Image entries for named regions
** Begin **
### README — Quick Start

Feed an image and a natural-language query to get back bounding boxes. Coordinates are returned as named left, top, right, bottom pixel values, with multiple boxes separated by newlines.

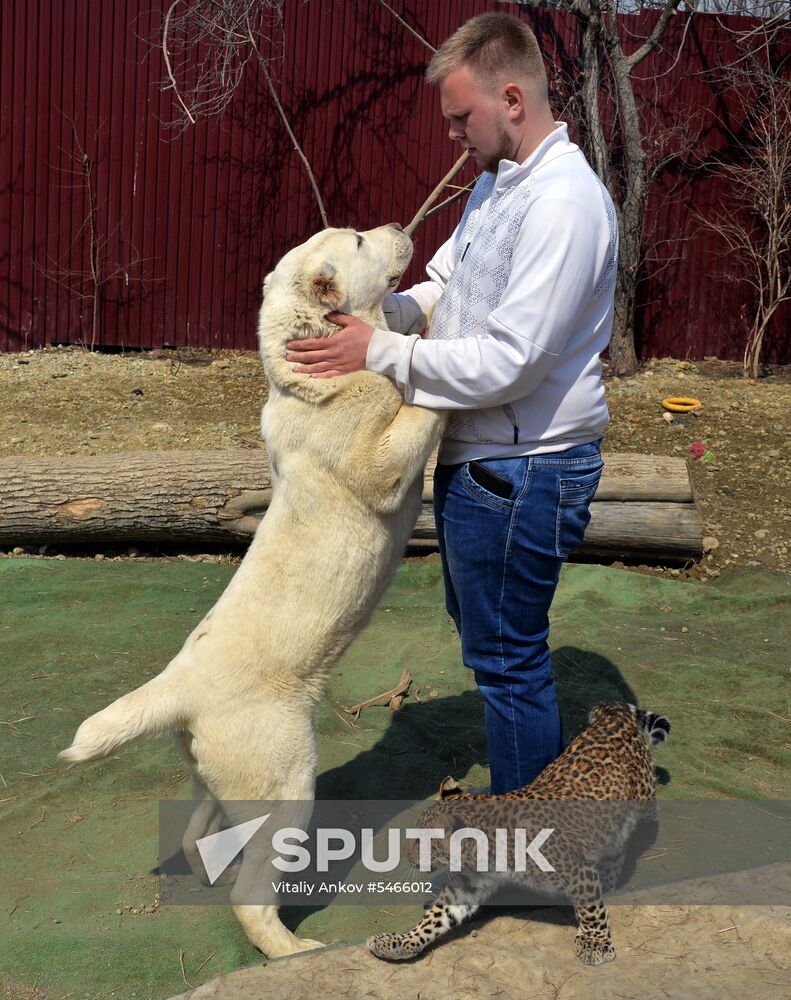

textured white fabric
left=366, top=124, right=618, bottom=463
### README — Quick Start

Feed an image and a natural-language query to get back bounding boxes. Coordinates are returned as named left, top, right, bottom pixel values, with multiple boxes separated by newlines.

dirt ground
left=0, top=347, right=791, bottom=579
left=174, top=892, right=791, bottom=1000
** End **
• _Job_
Give every line of the entries above as a Markdown table with the columns Row and Line, numbering the rows in order and omitting blank lines. Leave the pictures out of the answer.

• _Result of the exercise_
| Row | Line |
|---|---|
| 1 | ### README — Quick Start |
| 2 | Feed an image and a natural-language query to get back bounding boxes. Coordinates are returned as named left, top, right, bottom pixel values, with multiple boxes separated by newlines. |
| 3 | textured white fabric |
| 4 | left=366, top=124, right=618, bottom=463 |
| 5 | ### README — Quick Start |
| 6 | Feed an image and a natural-language query to get back bounding boxes. Coordinates are returned as named left, top, right, bottom pixel values, with multiple boxes separated by newlines. |
| 7 | dirt ground |
| 8 | left=0, top=347, right=791, bottom=579 |
| 9 | left=174, top=892, right=791, bottom=1000 |